Start Available records

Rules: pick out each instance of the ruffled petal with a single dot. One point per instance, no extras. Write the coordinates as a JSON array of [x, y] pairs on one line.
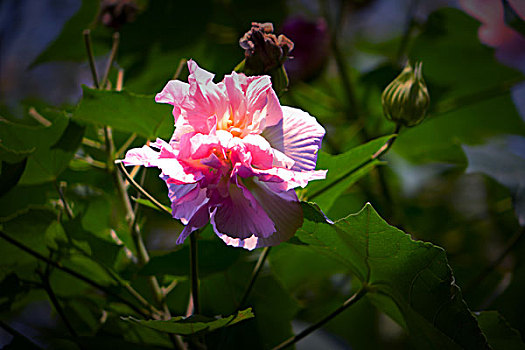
[[240, 216], [185, 200], [173, 93], [298, 136], [283, 210]]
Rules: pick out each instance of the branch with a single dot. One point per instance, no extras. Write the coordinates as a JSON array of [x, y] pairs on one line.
[[72, 273]]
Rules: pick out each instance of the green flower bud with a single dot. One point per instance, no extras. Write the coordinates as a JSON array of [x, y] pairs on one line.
[[406, 100]]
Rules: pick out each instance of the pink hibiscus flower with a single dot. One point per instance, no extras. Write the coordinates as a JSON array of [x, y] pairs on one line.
[[235, 158], [494, 31]]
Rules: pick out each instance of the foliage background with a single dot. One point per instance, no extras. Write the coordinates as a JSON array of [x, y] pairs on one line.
[[455, 181]]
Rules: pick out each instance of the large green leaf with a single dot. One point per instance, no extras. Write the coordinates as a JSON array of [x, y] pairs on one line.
[[410, 280], [193, 324], [69, 45], [499, 333], [49, 145], [325, 192], [470, 99], [126, 112]]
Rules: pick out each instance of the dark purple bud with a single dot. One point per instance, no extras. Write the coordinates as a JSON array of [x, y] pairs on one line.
[[263, 50], [312, 44]]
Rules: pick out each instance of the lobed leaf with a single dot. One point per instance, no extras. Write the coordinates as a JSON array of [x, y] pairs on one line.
[[409, 280]]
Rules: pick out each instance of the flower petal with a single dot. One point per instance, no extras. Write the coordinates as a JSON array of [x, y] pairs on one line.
[[299, 137], [283, 209], [240, 216]]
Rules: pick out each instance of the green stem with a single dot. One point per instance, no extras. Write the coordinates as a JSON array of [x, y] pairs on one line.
[[513, 242], [255, 274], [375, 156], [349, 302], [139, 188], [71, 272], [194, 274], [16, 333], [91, 58]]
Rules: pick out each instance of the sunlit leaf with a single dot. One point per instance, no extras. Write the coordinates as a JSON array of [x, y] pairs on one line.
[[411, 280], [338, 179]]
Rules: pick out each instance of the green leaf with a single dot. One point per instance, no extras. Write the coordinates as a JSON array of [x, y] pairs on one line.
[[10, 175], [214, 256], [193, 324], [340, 165], [69, 45], [126, 112], [498, 332], [409, 280]]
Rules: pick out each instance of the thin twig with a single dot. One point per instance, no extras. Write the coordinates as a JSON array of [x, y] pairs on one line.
[[112, 55], [72, 273], [182, 62], [194, 274], [152, 199], [91, 58], [255, 273], [349, 302], [375, 156], [513, 241]]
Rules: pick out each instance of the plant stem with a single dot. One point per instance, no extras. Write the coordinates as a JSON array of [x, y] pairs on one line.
[[194, 273], [139, 188], [71, 272], [112, 55], [349, 302], [375, 156], [91, 58], [54, 300], [255, 274], [67, 208]]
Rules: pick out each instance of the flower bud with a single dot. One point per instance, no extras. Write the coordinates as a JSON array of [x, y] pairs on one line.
[[263, 50], [406, 100]]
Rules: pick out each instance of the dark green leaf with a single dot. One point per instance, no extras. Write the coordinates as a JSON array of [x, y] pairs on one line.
[[338, 167], [69, 45], [214, 256], [10, 175], [126, 112], [498, 332], [193, 324], [411, 280]]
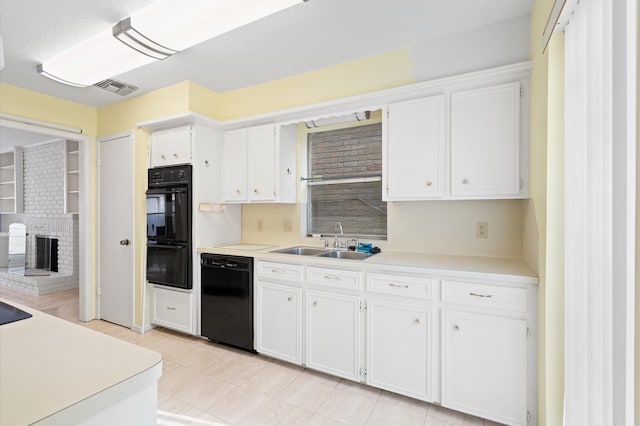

End Available records

▶ [Given instruction] Output the records above verbatim, from the start of the records through the line containing "99], [126, 112]]", and leave out the pictures.

▶ [Answer to the problem]
Rules: pick out each instance of the ruffled petal with a single dot. One point per instance, no extras. Write the coordinates as a JSON array of [x, y] pairs on one line.
[[240, 216], [185, 200], [173, 93], [298, 136], [283, 210]]
Rules: pick out each instance of the branch with a single dot. One point per instance, no extras. Write the coordinates as a JSON array of [x, y] pairs on one line.
[[72, 273]]
Rules: pick out each instance of the green flower bud with a single dot. One point per instance, no extras. Write the coordinates as a JSON array of [x, y] pairs on one line.
[[406, 100]]
Rules: pick out each instance of the pink hibiscus flower with a single dot. One point per instance, no extras. Write the coordinates as a JSON array of [x, y] pairs on one line.
[[235, 158], [494, 31]]
Rules: pick out each instance of the foliage background with a single dot. One point per instance, no extras. Write the coordinates as a JSON array of [x, y] pairs on one line.
[[455, 181]]
Rules: pick out each instance of the large green leaf with a single dot. One point per instance, no extras. Write the coordinates as a JSON array of [x, y] pairs on one line.
[[410, 280], [193, 324], [69, 45], [499, 333], [49, 145], [325, 192], [470, 99], [126, 112]]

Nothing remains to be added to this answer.